##### Quoted passage #####
The women had attended each other's medical appointments during the pregnancies and were both present at the births, court records say. Both women nursed all three babies, chose their first names and gave them hyphenated last names.

Emily cared for the children while Elisa worked. Elisa provided medical coverage and listed all three as dependents on her income tax forms.

The birth of three children so close in time and the special needs of one of them eventually strained the relationship.

"It was extraordinarily stressful," Emily said. "I had two children in ICU, she had a 4-month-old baby, I found out my son had a hole in his heart and Down syndrome. ... All of us breastfeeding. ... Our life wasn't the picture I believe she wanted it to be."

In 1999, after six years together, Elisa packed up the car in front of their home, put her son, who was nearly 2, in his car seat and moved back to San Francisco. She helped Emily financially until May 2001, when contact and money were cut off.

Emily eventually applied to El Dorado County for welfare benefits, and the county tried to make Elisa pay child support. The Court of Appeal said no.
##### Extracted data #####
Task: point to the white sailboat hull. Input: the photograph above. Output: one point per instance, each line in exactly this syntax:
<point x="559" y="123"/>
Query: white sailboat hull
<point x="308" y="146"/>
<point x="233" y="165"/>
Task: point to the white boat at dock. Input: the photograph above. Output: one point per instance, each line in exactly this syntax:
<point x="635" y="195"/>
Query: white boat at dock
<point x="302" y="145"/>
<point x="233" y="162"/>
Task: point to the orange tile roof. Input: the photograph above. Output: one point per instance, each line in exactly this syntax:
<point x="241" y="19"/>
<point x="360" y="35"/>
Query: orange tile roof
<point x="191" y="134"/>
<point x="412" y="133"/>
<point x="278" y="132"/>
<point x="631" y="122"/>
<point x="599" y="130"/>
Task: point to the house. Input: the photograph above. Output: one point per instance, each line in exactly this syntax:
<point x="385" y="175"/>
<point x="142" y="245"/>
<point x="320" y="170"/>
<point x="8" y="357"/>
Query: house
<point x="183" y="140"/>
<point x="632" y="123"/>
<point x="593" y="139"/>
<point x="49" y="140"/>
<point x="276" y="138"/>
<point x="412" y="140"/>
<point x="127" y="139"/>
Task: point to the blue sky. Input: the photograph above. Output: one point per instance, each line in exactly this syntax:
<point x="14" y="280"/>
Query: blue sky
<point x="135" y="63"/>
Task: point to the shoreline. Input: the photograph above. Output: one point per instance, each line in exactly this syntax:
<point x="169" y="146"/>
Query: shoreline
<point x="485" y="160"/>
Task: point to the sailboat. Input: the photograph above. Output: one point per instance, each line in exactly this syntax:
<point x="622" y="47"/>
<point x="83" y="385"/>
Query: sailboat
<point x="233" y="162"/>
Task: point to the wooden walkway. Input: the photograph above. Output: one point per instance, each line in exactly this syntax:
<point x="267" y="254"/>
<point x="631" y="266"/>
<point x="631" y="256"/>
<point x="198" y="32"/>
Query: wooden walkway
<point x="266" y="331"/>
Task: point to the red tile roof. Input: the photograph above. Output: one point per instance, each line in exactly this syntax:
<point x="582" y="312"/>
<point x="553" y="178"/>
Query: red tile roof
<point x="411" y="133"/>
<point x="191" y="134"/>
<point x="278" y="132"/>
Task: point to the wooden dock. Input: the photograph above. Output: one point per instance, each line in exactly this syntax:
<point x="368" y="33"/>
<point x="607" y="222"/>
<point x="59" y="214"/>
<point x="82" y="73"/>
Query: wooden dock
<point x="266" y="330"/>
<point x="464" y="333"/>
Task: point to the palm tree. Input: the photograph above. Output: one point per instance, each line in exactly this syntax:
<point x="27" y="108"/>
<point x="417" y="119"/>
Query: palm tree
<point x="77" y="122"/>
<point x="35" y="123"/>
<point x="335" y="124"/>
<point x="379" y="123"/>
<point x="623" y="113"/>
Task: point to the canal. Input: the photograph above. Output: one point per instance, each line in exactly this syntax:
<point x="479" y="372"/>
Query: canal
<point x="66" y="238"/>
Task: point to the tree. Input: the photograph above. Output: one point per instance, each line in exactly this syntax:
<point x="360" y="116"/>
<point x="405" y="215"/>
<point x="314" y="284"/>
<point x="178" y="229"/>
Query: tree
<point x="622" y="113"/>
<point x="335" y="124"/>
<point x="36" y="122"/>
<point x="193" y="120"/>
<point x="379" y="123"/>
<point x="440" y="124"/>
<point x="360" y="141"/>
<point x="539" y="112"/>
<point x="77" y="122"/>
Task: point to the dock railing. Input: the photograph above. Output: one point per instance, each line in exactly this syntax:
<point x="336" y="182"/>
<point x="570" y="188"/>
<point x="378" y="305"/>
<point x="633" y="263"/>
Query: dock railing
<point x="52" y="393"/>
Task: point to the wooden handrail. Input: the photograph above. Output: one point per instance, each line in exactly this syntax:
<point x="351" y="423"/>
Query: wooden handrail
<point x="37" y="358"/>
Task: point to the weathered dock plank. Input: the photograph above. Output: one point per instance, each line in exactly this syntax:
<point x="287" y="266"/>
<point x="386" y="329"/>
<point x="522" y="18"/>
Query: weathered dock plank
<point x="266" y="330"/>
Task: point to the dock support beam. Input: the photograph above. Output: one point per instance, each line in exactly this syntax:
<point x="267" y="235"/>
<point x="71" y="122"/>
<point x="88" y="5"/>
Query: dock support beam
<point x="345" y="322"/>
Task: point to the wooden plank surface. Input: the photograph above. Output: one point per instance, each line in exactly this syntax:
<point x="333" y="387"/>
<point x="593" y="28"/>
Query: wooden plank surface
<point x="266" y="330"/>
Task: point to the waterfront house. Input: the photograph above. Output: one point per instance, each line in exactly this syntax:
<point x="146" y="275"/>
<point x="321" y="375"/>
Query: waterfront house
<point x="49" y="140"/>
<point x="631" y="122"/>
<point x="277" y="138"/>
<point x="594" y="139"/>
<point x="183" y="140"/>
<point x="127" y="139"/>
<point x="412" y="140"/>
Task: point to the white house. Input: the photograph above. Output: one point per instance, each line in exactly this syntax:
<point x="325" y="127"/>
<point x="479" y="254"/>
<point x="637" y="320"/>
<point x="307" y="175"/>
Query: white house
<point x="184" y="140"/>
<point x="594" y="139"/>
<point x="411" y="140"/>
#####
• _Instructions for the task_:
Write the next part of the account of Emily and Elisa's custody and child support dispute, starting after its final sentence. The records play no part in what you are asked to do.

• _Response_:
"Because Elisa is not the twins' natural mother and because for obvious reasons she is not their father, she does not have any of the rights and privileges of a parent," a three-member panel ruled May 20. Without those rights, she also does not have the obligations, the judges said.

Both the county and state Attorney General Bill Lockyer have asked the high court to review the case.

In a case involving a man and a woman who each brought children into a marriage, both partners would be responsible for all the children if they later split up.

Rights, responsibilities

"As a matter of public policy, same-sex couples should have the same financial responsibilities toward the children they bring into this world as those of opposite-sex couples," Lockyer said when he intervened.

In K.M.'s case, the courts never ruled on the children's welfare. Instead, the judges said they were bound by precedent to determine who was the intended parent when the twins were conceived.

K.M.'s former partner has said she did not intend to give K.M. parental rights. She did not want to have custody problems if they split up. She said K.M. understood.

"Nothing impairs lesbians and gay men from becoming joint parents by agreement," said Diana E. Richmond, the lawyer for the birth mother. "It is just that these two women made a different agreement."

K.M. denies that she ever intended to be a mere donor. Her lawyer, Jill Hersh, argues that intent at conception should not determine parenthood.

"We know there are millions of men out there who are treated as fathers who never intended to be," she said. What should count, Hersh argues, is how the couple act after the children are born.

The two women and the children had lived and acted as a two-parent family, K.M. says. The couple exchanged rings and gave the twins their mothers' names as middle names. K.M. said she did the night feedings when her partner went back to work, bought the girls clothes and shared decision-making over schools and where the family would live.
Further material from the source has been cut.